##### Listed entries

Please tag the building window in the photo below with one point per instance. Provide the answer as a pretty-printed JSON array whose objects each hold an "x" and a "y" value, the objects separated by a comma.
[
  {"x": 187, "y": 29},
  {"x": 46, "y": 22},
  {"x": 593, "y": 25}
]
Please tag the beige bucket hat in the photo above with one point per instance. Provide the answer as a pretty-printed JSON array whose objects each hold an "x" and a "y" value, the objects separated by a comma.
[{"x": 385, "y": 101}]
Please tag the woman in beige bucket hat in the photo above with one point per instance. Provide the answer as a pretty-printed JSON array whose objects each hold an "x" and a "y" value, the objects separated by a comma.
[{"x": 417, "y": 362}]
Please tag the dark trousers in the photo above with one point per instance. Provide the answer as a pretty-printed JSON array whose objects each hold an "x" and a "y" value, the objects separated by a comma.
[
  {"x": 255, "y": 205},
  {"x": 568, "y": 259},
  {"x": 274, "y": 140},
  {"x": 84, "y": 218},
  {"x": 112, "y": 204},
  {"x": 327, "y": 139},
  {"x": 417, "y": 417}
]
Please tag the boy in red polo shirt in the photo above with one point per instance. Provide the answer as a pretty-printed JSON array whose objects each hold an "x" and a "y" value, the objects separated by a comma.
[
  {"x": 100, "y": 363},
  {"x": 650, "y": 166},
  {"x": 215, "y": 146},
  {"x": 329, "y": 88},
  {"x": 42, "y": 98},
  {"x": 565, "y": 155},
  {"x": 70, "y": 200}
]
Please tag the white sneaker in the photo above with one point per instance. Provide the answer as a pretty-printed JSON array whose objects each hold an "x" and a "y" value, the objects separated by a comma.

##########

Copy the rows from the line with "Please tag the boy" through the end of the rows, requests included, and offset every coordinate in the answers by -7.

* _Solution below_:
Please tag the boy in red polo shirt in the photo above with one point per instance. Provide the answer as a pretty-printed JSON array whose objects each hold an "x" and a "y" value, the objects separated by a comma.
[
  {"x": 93, "y": 356},
  {"x": 643, "y": 159},
  {"x": 208, "y": 139},
  {"x": 322, "y": 81},
  {"x": 35, "y": 91},
  {"x": 558, "y": 148},
  {"x": 63, "y": 193}
]
Please tag the white sneaker in the photo above with one point per instance. Provide the answer as a pretty-printed JSON array whose objects each hold an "x" and a "y" value, the objects separated by a comma.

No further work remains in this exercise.